* [Exercise prompt]
Please output the entries below from the line that contains "One point rides on each instance of the dark window, each" through the final line, reproduced exactly and alone.

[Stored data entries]
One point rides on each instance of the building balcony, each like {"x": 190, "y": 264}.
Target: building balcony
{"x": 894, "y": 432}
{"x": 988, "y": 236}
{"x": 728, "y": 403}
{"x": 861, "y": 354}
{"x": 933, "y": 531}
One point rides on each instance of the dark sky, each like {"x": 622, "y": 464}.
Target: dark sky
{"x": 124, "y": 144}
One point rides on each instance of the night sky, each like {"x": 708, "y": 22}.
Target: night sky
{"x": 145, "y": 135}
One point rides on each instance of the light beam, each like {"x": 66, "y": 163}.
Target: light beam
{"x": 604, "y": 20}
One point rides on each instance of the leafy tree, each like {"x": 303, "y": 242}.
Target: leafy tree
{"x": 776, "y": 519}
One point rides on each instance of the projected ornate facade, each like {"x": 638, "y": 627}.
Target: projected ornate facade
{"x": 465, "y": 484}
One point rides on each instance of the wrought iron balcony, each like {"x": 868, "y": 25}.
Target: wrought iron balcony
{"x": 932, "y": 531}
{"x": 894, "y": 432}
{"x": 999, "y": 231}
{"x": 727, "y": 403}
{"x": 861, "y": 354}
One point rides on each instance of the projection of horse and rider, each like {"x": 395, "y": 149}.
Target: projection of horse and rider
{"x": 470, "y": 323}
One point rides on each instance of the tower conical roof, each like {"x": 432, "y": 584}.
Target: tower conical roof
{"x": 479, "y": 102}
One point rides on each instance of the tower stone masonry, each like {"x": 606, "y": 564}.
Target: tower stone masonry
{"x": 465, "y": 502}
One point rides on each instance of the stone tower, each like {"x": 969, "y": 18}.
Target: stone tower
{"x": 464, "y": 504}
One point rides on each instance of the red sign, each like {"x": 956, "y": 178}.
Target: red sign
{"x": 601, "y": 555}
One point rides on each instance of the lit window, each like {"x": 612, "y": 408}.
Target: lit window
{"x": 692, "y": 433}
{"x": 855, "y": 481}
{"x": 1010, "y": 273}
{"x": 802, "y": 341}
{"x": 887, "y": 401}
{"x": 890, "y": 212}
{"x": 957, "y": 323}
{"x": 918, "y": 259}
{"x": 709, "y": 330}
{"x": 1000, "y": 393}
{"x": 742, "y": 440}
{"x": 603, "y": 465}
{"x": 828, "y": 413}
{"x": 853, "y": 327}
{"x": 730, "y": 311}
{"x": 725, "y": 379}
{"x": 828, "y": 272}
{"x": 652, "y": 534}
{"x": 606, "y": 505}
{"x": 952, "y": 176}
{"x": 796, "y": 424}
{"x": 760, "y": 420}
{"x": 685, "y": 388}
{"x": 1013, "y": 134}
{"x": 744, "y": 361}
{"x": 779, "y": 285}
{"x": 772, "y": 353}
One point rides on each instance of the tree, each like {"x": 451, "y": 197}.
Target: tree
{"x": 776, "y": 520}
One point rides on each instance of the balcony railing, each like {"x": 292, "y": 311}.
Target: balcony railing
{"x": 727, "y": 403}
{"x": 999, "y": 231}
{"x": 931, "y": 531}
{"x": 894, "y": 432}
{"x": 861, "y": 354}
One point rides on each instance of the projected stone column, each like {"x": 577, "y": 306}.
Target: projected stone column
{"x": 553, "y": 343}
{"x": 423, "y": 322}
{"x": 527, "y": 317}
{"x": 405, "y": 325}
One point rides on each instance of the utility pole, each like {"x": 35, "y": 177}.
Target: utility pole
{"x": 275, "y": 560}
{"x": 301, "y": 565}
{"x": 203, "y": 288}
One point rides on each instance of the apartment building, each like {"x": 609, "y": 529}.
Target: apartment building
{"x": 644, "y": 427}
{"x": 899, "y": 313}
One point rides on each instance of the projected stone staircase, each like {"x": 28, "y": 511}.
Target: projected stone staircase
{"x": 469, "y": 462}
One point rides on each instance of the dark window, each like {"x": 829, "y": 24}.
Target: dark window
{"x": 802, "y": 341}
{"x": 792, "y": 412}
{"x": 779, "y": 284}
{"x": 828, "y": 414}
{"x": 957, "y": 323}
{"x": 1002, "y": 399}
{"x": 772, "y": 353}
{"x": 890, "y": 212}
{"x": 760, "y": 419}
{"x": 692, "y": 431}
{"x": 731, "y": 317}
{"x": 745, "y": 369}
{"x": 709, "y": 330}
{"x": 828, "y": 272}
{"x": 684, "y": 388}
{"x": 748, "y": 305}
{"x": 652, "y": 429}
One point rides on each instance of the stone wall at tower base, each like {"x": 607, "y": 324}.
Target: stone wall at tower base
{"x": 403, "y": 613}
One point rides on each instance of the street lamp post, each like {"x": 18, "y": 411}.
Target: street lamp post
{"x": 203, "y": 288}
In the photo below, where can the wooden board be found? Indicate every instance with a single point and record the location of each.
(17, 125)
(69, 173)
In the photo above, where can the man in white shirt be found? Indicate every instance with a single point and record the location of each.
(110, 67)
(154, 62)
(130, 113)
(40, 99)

* [Complete answer]
One point rides on each instance of the dark window, each like {"x": 829, "y": 24}.
Target: dark window
{"x": 802, "y": 341}
{"x": 792, "y": 412}
{"x": 779, "y": 284}
{"x": 828, "y": 414}
{"x": 957, "y": 323}
{"x": 1002, "y": 399}
{"x": 772, "y": 353}
{"x": 890, "y": 212}
{"x": 760, "y": 419}
{"x": 692, "y": 431}
{"x": 731, "y": 317}
{"x": 745, "y": 369}
{"x": 709, "y": 330}
{"x": 828, "y": 272}
{"x": 684, "y": 388}
{"x": 748, "y": 305}
{"x": 652, "y": 429}
One point rides on each instance of the stone wall at tower base, each like {"x": 607, "y": 324}.
Target: stone wall at tower base
{"x": 403, "y": 613}
One point rides on each instance of the street lamp post, each like {"x": 18, "y": 411}.
Target: street lamp post
{"x": 203, "y": 288}
In the photo below, where can the wooden board be found? Indicate every instance with a single point and record the location of each.
(17, 125)
(69, 173)
In the photo above, where can the man in white shirt be found? Indicate every instance with a single point and record the location of each.
(110, 67)
(154, 62)
(130, 113)
(40, 99)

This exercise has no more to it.